[Data items]
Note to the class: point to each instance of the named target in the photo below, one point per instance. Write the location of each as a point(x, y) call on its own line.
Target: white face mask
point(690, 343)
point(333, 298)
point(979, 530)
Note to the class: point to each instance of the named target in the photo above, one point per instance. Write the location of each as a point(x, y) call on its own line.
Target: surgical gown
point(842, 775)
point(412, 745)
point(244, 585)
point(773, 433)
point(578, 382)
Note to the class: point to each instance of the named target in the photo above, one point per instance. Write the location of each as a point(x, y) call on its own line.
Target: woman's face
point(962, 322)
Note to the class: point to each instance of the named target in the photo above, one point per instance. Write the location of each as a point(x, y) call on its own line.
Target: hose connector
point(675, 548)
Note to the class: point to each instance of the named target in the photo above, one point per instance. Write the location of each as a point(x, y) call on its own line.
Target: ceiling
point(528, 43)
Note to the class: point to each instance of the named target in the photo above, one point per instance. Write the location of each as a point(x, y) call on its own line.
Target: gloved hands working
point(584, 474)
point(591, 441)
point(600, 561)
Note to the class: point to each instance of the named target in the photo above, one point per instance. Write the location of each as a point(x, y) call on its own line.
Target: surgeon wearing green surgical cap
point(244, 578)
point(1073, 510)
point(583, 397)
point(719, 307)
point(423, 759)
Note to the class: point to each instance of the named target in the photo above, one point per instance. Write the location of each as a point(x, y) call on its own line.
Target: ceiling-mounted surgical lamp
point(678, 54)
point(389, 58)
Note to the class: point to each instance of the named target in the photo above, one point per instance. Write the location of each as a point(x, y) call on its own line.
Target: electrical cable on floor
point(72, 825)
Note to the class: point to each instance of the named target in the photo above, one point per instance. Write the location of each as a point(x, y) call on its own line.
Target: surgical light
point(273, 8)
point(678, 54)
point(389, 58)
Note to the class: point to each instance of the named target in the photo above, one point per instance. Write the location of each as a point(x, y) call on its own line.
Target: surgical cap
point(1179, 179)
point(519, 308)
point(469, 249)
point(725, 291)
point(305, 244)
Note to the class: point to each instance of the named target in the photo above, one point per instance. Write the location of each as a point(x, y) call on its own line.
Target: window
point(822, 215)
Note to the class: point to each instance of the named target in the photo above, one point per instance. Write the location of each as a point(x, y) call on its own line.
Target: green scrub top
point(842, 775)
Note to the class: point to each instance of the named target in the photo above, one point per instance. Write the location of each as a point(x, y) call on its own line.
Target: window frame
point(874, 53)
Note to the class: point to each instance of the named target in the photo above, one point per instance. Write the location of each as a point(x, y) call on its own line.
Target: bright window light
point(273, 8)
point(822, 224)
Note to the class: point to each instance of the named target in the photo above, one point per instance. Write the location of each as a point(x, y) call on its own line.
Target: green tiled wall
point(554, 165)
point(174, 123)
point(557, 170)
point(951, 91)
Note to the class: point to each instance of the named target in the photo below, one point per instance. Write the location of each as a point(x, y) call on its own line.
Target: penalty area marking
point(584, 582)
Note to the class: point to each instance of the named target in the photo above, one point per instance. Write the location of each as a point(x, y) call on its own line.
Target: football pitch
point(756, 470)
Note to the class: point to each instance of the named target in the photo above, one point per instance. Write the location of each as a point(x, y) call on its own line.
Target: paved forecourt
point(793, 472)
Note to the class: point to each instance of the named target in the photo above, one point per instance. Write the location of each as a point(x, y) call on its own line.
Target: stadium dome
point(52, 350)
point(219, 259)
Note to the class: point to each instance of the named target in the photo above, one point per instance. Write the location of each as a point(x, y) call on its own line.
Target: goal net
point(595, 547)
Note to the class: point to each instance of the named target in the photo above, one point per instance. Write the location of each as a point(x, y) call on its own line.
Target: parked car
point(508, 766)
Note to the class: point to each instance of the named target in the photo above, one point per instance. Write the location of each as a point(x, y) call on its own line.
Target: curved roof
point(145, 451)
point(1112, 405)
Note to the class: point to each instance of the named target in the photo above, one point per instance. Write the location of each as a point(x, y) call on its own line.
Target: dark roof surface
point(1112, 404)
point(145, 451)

■ WHAT YOU ARE ASKED TO DO ■
Please copy out every line shown above, exactly.

■ EXERCISE OUTPUT ■
Note to the class: point to each instance of the named target in the photo below, one point per instance. Write the location of each as a point(x, y) call on its own line.
Target: white face mask
point(690, 343)
point(333, 298)
point(979, 530)
Note to the class: point to each instance of the named target in the photo above, one point per instance. Write the location of each as a point(x, y) call on its own line.
Target: surgical gown
point(842, 775)
point(412, 745)
point(244, 585)
point(773, 433)
point(578, 382)
Note to the class: point to each instance of the named target in the photo above, one point per instance. Write the location of each as a point(x, y) call on its own line.
Target: woman's face
point(962, 322)
Note to the class: point to each instance of the named target in the photo above, one point per instance. Write the location of each as a point(x, y) call on its own line.
Target: hose connector
point(675, 548)
Note to the class: point to each instance of the named target in the photo above, one point per instance. Write the location of each as a point(x, y) call on its own line.
Target: ceiling
point(528, 43)
Note to the class: point to each instance of the named target in the photo above, one point per instance. Write the location of each as a point(x, y) call on its own line.
Target: gloved hands working
point(584, 474)
point(591, 441)
point(600, 561)
Note to the class: point to each instance of the named target in the photo above, one point per instance. Write the location of each as a point(x, y) call on its own line.
Target: surgeon wearing green surgical cap
point(244, 578)
point(1073, 510)
point(583, 397)
point(719, 307)
point(423, 759)
Note to the class: point to each instance of the named target in the photo above, one point per instance. Write the location of each as a point(x, y) call on its own line.
Target: ceiling-mounted surgical lamp
point(678, 54)
point(389, 58)
Note to the class: point to each instance of the named target in the photo above, one point per instance. Write the location of each as a point(x, y) call on its own line.
Target: electrical cable on floor
point(72, 825)
Note to the class: point to each instance of the named target in the photo above, one point per instance. Write the location of each as a point(x, y) call on its own line.
Target: surgical light
point(273, 8)
point(678, 54)
point(389, 58)
Note to the class: point to each instance of the named target in the photo above, one point per instance. Write the location of each as a point(x, y) call on its own line.
Target: surgical cap
point(1179, 179)
point(519, 308)
point(469, 249)
point(725, 291)
point(305, 244)
Note to the class: point to each instance of the named target in the photo above, one point per instance. Write the location of each as a point(x, y) call on its own line.
Target: window
point(822, 215)
Note to the class: point to each instance of the named target in the photo above, one point per instance. Write the location of each as a point(x, y) call on its own line.
Target: green scrub top
point(842, 775)
Note to the class: point to each instance of the named target in the photo above, one point per instance. Write the location of each as a point(x, y) call on its own line.
Target: window frame
point(874, 53)
Note to the class: point to each instance of the named target in the photo above, one point per instance. Write the location of each as a point(x, y) call on its own line.
Target: bright window light
point(273, 8)
point(822, 224)
Note to the class: point to each instance of the named target in the photo above, one point per instance. Write the location of each as a point(x, y) call on its own line.
Target: green tiled wall
point(554, 165)
point(174, 123)
point(557, 170)
point(951, 91)
Note to the class: point to each instance of the named target in the photo below, one point per instance. Write the location of each as a point(x, y) call on its own line.
Target: penalty area marking
point(584, 582)
Note to the class: point to each instance of the named target in the photo above, one point per instance. Write the location of each as a point(x, y) call on its own line.
Target: football pitch
point(756, 470)
Note to the class: point to each instance of the named target in the photo above, one point per instance. Write the location of each as a point(x, y) call on its own line.
Target: paved forecourt
point(793, 472)
Note to the class: point to each instance of the named target in the photo above, one point per instance. Write the location of each as a point(x, y) call on its own line.
Target: stadium dome
point(52, 350)
point(219, 259)
Note to the class: point to each instance of the named target in the photo above, one point per instance. Write the location of each as a point(x, y) call on its own line.
Target: goal net
point(595, 547)
Note to the class: point to each instance of the named target in the photo above, one point per instance. Write the location of each as a point(x, y) call on its own line.
Target: parked car
point(508, 766)
Note to the class: point to each instance of the named target in the photo above, one point per instance. Write the location of each as a point(x, y) call on its own line.
Target: curved roof
point(145, 451)
point(1112, 405)
Note to the class: point to each instance of the named target in the photo above, one point per instance. Write the location of each as a point(x, y) call on its own line.
Target: dark roof surface
point(1112, 404)
point(145, 451)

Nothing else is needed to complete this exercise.